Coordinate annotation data
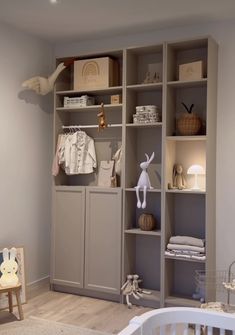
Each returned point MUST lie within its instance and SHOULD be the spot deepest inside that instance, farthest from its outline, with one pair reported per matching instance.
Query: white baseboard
(37, 286)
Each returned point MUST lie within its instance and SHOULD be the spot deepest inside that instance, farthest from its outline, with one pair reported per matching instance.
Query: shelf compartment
(144, 125)
(188, 83)
(185, 153)
(138, 142)
(180, 278)
(141, 98)
(142, 254)
(154, 190)
(132, 213)
(185, 215)
(174, 108)
(184, 52)
(65, 81)
(145, 87)
(138, 231)
(93, 108)
(98, 91)
(143, 60)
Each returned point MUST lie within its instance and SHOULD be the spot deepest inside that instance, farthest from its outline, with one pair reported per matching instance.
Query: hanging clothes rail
(91, 126)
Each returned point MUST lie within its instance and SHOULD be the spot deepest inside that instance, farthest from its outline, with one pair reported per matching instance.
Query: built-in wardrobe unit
(96, 241)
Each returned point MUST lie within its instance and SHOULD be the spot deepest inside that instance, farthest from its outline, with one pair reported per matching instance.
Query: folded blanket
(188, 240)
(172, 246)
(186, 252)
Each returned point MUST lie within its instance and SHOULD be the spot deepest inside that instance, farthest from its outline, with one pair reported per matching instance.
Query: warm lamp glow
(196, 170)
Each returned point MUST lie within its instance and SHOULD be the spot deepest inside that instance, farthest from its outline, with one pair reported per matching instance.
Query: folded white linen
(172, 246)
(189, 240)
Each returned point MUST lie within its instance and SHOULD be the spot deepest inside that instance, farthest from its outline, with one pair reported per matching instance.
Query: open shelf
(154, 190)
(185, 259)
(187, 191)
(93, 108)
(145, 87)
(144, 125)
(181, 301)
(98, 91)
(143, 232)
(186, 138)
(188, 83)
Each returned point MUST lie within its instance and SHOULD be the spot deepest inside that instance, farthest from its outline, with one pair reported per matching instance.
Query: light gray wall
(224, 34)
(25, 150)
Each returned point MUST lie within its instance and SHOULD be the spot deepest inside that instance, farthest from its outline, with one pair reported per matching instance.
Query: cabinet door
(68, 236)
(103, 240)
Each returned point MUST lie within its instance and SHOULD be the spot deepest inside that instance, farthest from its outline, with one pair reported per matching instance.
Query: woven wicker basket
(189, 124)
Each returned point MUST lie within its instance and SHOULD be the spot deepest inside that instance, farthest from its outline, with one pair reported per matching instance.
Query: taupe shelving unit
(87, 220)
(186, 212)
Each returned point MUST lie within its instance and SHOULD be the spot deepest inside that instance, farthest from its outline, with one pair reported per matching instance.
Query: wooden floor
(85, 312)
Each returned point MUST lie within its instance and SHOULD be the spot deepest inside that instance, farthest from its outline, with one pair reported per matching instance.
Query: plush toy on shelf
(144, 182)
(9, 268)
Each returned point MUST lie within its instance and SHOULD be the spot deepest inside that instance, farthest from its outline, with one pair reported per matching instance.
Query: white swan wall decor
(43, 85)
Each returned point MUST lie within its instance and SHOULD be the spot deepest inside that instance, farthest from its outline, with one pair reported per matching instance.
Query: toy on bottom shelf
(144, 182)
(131, 288)
(9, 268)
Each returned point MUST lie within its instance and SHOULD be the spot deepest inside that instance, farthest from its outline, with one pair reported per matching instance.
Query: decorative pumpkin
(189, 123)
(147, 222)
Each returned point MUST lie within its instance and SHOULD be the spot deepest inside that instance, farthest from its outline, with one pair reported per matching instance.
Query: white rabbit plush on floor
(9, 268)
(143, 182)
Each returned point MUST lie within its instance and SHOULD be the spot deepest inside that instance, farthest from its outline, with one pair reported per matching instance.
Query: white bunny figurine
(9, 268)
(143, 182)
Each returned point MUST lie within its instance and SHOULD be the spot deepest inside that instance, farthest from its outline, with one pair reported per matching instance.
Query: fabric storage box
(82, 101)
(191, 71)
(147, 114)
(95, 73)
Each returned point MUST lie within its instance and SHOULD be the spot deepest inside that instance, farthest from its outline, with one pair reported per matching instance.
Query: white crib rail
(149, 322)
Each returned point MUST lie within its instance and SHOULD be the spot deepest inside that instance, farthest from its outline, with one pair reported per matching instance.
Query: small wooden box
(116, 99)
(95, 73)
(191, 71)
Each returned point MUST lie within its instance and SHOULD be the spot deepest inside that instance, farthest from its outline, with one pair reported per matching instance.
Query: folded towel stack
(186, 247)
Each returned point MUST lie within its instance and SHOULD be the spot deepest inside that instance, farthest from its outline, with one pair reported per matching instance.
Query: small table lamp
(196, 170)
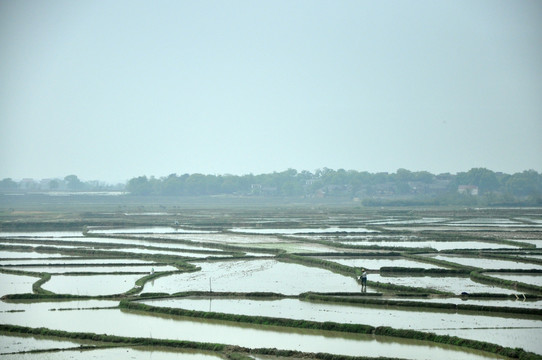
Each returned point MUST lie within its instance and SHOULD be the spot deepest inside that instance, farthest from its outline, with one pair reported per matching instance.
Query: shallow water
(524, 278)
(376, 264)
(437, 245)
(455, 285)
(40, 234)
(531, 330)
(487, 263)
(91, 284)
(16, 284)
(291, 231)
(71, 260)
(133, 324)
(5, 254)
(132, 242)
(10, 344)
(90, 269)
(146, 230)
(517, 303)
(255, 275)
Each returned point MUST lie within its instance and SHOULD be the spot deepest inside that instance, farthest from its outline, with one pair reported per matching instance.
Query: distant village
(478, 185)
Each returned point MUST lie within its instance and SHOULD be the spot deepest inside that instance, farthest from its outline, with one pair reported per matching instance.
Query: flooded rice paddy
(134, 324)
(527, 331)
(249, 255)
(254, 276)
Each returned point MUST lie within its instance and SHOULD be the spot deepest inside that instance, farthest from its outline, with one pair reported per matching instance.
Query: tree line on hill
(475, 185)
(404, 187)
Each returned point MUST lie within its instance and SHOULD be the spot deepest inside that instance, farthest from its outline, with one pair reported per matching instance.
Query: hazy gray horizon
(114, 90)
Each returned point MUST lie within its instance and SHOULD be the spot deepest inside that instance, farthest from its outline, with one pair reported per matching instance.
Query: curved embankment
(339, 327)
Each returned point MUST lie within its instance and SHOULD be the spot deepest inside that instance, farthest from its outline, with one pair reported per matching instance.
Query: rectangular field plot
(455, 285)
(144, 269)
(487, 263)
(144, 241)
(293, 231)
(113, 353)
(90, 284)
(516, 303)
(376, 264)
(254, 275)
(73, 261)
(437, 245)
(16, 284)
(127, 323)
(145, 230)
(11, 344)
(5, 254)
(524, 278)
(525, 333)
(40, 234)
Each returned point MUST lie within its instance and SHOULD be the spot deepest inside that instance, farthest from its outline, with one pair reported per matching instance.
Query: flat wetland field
(253, 278)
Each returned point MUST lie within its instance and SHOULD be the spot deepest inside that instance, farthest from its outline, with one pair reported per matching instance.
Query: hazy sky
(110, 90)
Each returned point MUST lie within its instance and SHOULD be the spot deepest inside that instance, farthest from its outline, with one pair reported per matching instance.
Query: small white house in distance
(468, 189)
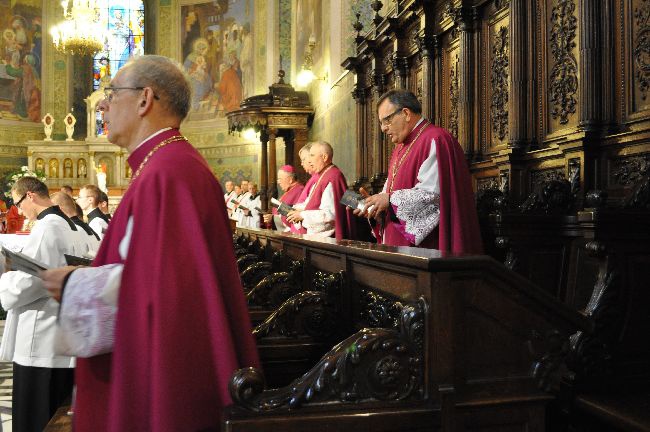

Work required: Count the lines of the data above that contain the string "plush", treating uppercase and lowercase letters as distinct. Give only the number.

Task response: 2